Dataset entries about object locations

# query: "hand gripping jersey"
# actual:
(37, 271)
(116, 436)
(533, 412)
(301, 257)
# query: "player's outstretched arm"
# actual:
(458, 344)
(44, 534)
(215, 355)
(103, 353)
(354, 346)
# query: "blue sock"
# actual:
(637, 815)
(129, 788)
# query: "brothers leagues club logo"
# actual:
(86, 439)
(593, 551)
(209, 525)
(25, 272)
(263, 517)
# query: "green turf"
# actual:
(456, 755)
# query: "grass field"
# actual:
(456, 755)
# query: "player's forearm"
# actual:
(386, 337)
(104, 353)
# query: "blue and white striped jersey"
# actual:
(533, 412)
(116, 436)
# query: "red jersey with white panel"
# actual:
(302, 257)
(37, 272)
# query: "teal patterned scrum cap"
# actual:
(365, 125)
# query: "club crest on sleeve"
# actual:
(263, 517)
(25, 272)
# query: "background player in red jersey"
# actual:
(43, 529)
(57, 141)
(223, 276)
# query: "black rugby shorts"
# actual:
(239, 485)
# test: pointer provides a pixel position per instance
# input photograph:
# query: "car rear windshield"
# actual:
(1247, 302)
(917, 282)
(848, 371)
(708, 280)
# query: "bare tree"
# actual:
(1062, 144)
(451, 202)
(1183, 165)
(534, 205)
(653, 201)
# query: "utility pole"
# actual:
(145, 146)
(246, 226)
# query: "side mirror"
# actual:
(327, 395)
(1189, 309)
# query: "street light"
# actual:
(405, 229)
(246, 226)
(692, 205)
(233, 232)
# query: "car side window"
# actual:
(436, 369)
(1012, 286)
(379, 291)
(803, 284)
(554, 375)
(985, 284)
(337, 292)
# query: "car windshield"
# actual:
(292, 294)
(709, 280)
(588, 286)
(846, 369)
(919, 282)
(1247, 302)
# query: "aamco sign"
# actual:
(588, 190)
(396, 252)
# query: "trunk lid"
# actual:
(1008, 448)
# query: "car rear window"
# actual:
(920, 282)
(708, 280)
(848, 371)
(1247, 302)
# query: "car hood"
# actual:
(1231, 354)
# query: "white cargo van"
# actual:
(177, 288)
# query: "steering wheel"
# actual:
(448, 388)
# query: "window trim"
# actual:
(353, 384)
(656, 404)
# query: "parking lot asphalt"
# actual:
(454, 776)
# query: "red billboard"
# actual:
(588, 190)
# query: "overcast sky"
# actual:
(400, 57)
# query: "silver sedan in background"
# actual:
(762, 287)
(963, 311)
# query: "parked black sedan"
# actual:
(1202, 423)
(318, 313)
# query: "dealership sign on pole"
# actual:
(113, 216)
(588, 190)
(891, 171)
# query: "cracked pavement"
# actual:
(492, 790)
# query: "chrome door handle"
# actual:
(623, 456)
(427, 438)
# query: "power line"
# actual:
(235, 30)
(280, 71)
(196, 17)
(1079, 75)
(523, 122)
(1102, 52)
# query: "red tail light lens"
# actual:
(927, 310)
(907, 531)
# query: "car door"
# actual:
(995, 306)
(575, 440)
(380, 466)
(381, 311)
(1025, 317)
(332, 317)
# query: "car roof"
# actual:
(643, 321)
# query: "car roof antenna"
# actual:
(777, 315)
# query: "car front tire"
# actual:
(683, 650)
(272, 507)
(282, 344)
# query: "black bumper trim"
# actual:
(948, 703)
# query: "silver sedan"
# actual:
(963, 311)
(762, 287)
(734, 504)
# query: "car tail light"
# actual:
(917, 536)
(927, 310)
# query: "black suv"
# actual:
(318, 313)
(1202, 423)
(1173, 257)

### Written exercise
Edit the lines from the one with "and white striped" up to and including the one with "(1189, 309)" so that "jersey" becomes "shirt", and write out only those lines with nothing else changed.

### Result of the task
# query: "blue and white striped shirt"
# actual:
(533, 412)
(116, 436)
# query: "red shirt with white panel"
# actual:
(302, 257)
(37, 272)
# query: "teal patterned scrum cap"
# actual:
(365, 125)
# query: "club crest on sleeve"
# actual:
(263, 517)
(25, 272)
# query: "background player in red shirt"
# actual:
(43, 529)
(57, 141)
(223, 276)
# query: "black rugby shorts"
# actual:
(239, 485)
# test: pointer provides a pixel position per instance
# input photograph:
# query: "car rear windshield"
# actual:
(1247, 302)
(917, 282)
(848, 371)
(708, 280)
# query: "bare tree"
# actual:
(1062, 144)
(451, 202)
(1183, 165)
(534, 205)
(653, 201)
# query: "utility pole"
# actual:
(145, 146)
(246, 226)
# query: "side mirror"
# actual:
(327, 395)
(1189, 309)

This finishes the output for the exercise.